Recast everything from the first line of the rows through the line containing "M 544 281 L", inclusive, as a Markdown table with the columns No. and Text. Skip blank lines and number the remaining ones.

_Records for processing_
::::::

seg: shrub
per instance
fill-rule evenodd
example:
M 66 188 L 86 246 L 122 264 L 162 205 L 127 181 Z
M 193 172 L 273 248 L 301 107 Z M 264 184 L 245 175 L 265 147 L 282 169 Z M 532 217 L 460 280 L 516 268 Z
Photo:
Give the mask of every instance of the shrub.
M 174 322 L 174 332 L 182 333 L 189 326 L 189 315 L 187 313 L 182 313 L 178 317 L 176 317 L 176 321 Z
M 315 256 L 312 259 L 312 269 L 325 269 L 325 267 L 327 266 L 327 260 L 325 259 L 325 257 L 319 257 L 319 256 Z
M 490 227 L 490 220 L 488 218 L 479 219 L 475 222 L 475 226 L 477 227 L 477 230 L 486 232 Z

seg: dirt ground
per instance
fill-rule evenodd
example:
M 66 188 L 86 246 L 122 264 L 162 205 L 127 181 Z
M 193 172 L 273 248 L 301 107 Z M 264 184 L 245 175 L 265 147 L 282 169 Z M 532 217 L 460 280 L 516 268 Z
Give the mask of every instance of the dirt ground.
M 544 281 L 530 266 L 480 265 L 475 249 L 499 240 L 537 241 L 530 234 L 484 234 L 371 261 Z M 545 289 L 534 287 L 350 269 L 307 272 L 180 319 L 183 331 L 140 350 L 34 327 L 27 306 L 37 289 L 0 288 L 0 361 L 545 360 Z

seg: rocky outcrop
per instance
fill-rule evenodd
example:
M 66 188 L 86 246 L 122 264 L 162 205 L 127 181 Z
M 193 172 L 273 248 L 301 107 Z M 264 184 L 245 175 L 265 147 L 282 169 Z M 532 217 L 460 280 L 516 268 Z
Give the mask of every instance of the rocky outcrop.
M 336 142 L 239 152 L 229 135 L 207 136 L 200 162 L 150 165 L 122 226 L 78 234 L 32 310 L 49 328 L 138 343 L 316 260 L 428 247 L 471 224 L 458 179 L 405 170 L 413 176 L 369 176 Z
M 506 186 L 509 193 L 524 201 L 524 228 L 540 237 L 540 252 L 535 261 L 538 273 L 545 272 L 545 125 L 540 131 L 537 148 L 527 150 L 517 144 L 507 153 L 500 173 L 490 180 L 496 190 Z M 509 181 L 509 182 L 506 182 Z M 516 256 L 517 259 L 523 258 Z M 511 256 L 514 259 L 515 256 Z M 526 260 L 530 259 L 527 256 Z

::::::

_Task result_
| No. | Text |
|---|---|
| 1 | seg: shrub |
| 2 | per instance |
| 3 | fill-rule evenodd |
| 4 | example: |
| 5 | M 66 188 L 86 246 L 122 264 L 162 205 L 127 181 Z |
| 6 | M 193 172 L 273 248 L 301 107 Z M 264 184 L 245 175 L 265 147 L 282 169 Z M 532 217 L 460 280 L 516 268 Z |
| 7 | Photo: |
| 8 | Give the mask of every instance of the shrub. |
| 9 | M 174 322 L 174 332 L 182 333 L 189 326 L 189 315 L 187 313 L 182 313 L 178 317 L 176 317 L 176 321 Z |
| 10 | M 315 256 L 312 259 L 312 269 L 325 269 L 325 267 L 327 266 L 327 260 L 325 259 L 325 257 L 319 257 L 319 256 Z |
| 11 | M 490 227 L 490 220 L 488 218 L 479 219 L 475 222 L 475 226 L 477 227 L 477 230 L 486 232 Z |
| 12 | seg: dirt ground |
| 13 | per instance |
| 14 | fill-rule evenodd |
| 15 | example: |
| 16 | M 66 188 L 86 246 L 122 264 L 162 205 L 127 181 Z |
| 17 | M 193 172 L 273 248 L 301 107 Z M 264 184 L 245 175 L 265 147 L 282 169 Z M 532 217 L 460 280 L 516 268 Z |
| 18 | Give the mask of every instance of the dirt ground. |
| 19 | M 544 281 L 530 266 L 480 265 L 475 249 L 499 240 L 537 241 L 530 234 L 484 234 L 371 261 Z M 545 289 L 534 287 L 350 269 L 307 272 L 180 319 L 183 331 L 140 350 L 34 327 L 27 306 L 37 289 L 0 288 L 0 361 L 545 360 Z |